- Brief:
Every entry in the listing is to be reproduced exactly.

* * * * * * * * *

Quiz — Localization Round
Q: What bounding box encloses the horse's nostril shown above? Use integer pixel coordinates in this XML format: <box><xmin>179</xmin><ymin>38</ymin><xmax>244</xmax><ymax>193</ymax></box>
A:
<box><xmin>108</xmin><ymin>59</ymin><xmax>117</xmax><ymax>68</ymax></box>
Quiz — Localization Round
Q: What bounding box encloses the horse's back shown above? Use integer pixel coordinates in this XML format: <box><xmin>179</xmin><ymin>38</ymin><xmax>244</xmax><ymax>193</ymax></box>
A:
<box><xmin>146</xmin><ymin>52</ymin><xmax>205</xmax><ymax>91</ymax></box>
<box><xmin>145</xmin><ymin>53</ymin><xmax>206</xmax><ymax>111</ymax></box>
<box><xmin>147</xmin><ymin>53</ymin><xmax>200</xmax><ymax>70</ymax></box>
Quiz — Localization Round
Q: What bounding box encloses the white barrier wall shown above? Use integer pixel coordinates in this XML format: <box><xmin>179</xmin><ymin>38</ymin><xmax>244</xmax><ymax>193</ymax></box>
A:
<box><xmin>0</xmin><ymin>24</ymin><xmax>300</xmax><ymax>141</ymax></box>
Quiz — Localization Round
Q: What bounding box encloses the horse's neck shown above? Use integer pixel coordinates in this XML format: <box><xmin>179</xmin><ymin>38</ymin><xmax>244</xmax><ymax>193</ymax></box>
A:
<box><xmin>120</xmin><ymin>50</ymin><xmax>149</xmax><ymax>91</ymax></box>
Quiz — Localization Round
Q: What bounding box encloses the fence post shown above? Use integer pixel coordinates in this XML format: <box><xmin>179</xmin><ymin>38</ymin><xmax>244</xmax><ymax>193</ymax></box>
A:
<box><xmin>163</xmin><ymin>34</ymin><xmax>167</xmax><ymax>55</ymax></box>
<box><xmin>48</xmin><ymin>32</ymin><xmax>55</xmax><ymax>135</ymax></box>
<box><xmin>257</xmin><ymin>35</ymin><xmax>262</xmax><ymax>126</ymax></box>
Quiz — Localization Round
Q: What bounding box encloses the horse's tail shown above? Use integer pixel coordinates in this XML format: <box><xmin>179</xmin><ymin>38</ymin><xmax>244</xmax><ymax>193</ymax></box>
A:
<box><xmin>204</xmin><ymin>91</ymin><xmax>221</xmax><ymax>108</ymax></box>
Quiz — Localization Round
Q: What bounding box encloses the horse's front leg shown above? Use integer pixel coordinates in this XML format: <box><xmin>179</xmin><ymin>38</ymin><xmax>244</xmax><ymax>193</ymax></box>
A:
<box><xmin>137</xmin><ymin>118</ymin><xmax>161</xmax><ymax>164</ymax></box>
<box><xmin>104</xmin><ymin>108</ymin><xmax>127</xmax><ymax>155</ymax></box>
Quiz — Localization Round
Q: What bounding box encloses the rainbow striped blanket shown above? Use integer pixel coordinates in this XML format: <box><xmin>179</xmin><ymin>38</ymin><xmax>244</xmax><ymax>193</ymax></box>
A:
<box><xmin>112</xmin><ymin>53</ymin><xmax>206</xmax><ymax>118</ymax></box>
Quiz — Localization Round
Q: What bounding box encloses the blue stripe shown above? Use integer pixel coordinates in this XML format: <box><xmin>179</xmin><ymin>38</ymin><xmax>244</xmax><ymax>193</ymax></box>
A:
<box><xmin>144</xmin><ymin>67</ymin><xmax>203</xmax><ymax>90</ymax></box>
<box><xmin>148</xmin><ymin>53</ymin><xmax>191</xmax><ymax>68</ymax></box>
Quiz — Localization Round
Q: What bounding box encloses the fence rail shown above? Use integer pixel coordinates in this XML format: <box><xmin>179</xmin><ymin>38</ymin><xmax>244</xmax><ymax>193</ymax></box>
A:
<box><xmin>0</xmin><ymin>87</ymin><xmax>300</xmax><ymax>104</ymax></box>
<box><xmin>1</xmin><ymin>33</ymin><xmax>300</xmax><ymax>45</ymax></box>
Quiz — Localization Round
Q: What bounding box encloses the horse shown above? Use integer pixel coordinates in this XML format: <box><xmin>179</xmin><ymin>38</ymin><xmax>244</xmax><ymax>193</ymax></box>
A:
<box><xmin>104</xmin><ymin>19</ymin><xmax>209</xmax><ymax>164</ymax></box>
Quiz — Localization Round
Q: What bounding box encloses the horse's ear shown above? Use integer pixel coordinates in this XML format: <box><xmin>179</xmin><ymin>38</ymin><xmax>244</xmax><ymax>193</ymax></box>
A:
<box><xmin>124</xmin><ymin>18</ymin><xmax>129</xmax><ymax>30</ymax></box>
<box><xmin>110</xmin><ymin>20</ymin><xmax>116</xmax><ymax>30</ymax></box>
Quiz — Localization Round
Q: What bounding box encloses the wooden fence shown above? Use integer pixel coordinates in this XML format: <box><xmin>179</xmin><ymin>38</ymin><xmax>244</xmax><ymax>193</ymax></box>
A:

* * * * * * * * *

- Answer below:
Quiz — Localization Round
Q: What bounding box encloses the horse's nostril shown above? Use integer pixel coordinates in this XML format: <box><xmin>179</xmin><ymin>38</ymin><xmax>244</xmax><ymax>193</ymax></box>
A:
<box><xmin>108</xmin><ymin>59</ymin><xmax>117</xmax><ymax>68</ymax></box>
Quiz — Localization Round
Q: What bounding box encloses the horse's back shown above? Use integer pixel coordinates in this XML format: <box><xmin>179</xmin><ymin>38</ymin><xmax>244</xmax><ymax>193</ymax></box>
A:
<box><xmin>146</xmin><ymin>52</ymin><xmax>205</xmax><ymax>91</ymax></box>
<box><xmin>145</xmin><ymin>53</ymin><xmax>206</xmax><ymax>111</ymax></box>
<box><xmin>147</xmin><ymin>53</ymin><xmax>200</xmax><ymax>70</ymax></box>
Quiz — Localization Round
Q: What bounding box encloses the white barrier wall shown above? Use integer pixel coordinates in this XML format: <box><xmin>179</xmin><ymin>38</ymin><xmax>244</xmax><ymax>193</ymax></box>
A:
<box><xmin>0</xmin><ymin>24</ymin><xmax>300</xmax><ymax>141</ymax></box>
Quiz — Localization Round
Q: What bounding box encloses the horse's neck shown above? Use integer pixel coordinates in this XML format: <box><xmin>179</xmin><ymin>38</ymin><xmax>244</xmax><ymax>193</ymax></box>
A:
<box><xmin>120</xmin><ymin>50</ymin><xmax>149</xmax><ymax>91</ymax></box>
Quiz — Localization Round
Q: What bounding box encloses the fence post shown above? Use integer pixel coordinates in this XML format: <box><xmin>179</xmin><ymin>38</ymin><xmax>244</xmax><ymax>193</ymax></box>
A:
<box><xmin>163</xmin><ymin>34</ymin><xmax>167</xmax><ymax>55</ymax></box>
<box><xmin>48</xmin><ymin>32</ymin><xmax>55</xmax><ymax>135</ymax></box>
<box><xmin>257</xmin><ymin>35</ymin><xmax>262</xmax><ymax>126</ymax></box>
Quiz — Localization Round
Q: What bounding box encloses the horse's tail shown above? Use integer pixel coordinates in this XML format: <box><xmin>179</xmin><ymin>38</ymin><xmax>244</xmax><ymax>193</ymax></box>
A:
<box><xmin>204</xmin><ymin>91</ymin><xmax>221</xmax><ymax>108</ymax></box>
Quiz — Localization Round
Q: What bounding box encloses the horse's front leg shown above? Use integer pixel coordinates in this XML format: <box><xmin>179</xmin><ymin>38</ymin><xmax>244</xmax><ymax>193</ymax></box>
A:
<box><xmin>137</xmin><ymin>118</ymin><xmax>161</xmax><ymax>164</ymax></box>
<box><xmin>104</xmin><ymin>108</ymin><xmax>127</xmax><ymax>155</ymax></box>
Quiz — Localization Round
Q: What bounding box encloses the rainbow striped blanket shown above? Use integer pixel coordinates in this XML format: <box><xmin>179</xmin><ymin>38</ymin><xmax>244</xmax><ymax>193</ymax></box>
A:
<box><xmin>112</xmin><ymin>53</ymin><xmax>206</xmax><ymax>118</ymax></box>
Quiz — Localization Round
Q: What bounding box encloses the blue stripe shown above? Use integer pixel coordinates in this XML format: <box><xmin>179</xmin><ymin>38</ymin><xmax>244</xmax><ymax>193</ymax></box>
A:
<box><xmin>144</xmin><ymin>67</ymin><xmax>203</xmax><ymax>90</ymax></box>
<box><xmin>148</xmin><ymin>53</ymin><xmax>191</xmax><ymax>68</ymax></box>
Quiz — Localization Round
Q: What bounding box encloses the fence rail shown above? Use integer pixel coordinates in this XML format: <box><xmin>179</xmin><ymin>38</ymin><xmax>244</xmax><ymax>193</ymax></box>
A:
<box><xmin>0</xmin><ymin>87</ymin><xmax>300</xmax><ymax>104</ymax></box>
<box><xmin>1</xmin><ymin>33</ymin><xmax>300</xmax><ymax>45</ymax></box>
Quiz — Localization Round
Q: What bounding box encloses the horse shown above? Use integer pixel coordinates in this XML format: <box><xmin>179</xmin><ymin>38</ymin><xmax>244</xmax><ymax>193</ymax></box>
A:
<box><xmin>104</xmin><ymin>19</ymin><xmax>209</xmax><ymax>164</ymax></box>
Quiz — Localization Round
Q: What bounding box encloses the horse's ear shown above? Use integer pixel coordinates in this XML format: <box><xmin>179</xmin><ymin>38</ymin><xmax>244</xmax><ymax>193</ymax></box>
A:
<box><xmin>124</xmin><ymin>18</ymin><xmax>129</xmax><ymax>30</ymax></box>
<box><xmin>110</xmin><ymin>20</ymin><xmax>116</xmax><ymax>30</ymax></box>
Quiz — Localization Round
Q: What bounding box encloses the wooden fence shown above? Use integer pixel coordinates in this XML format: <box><xmin>179</xmin><ymin>38</ymin><xmax>244</xmax><ymax>193</ymax></box>
A:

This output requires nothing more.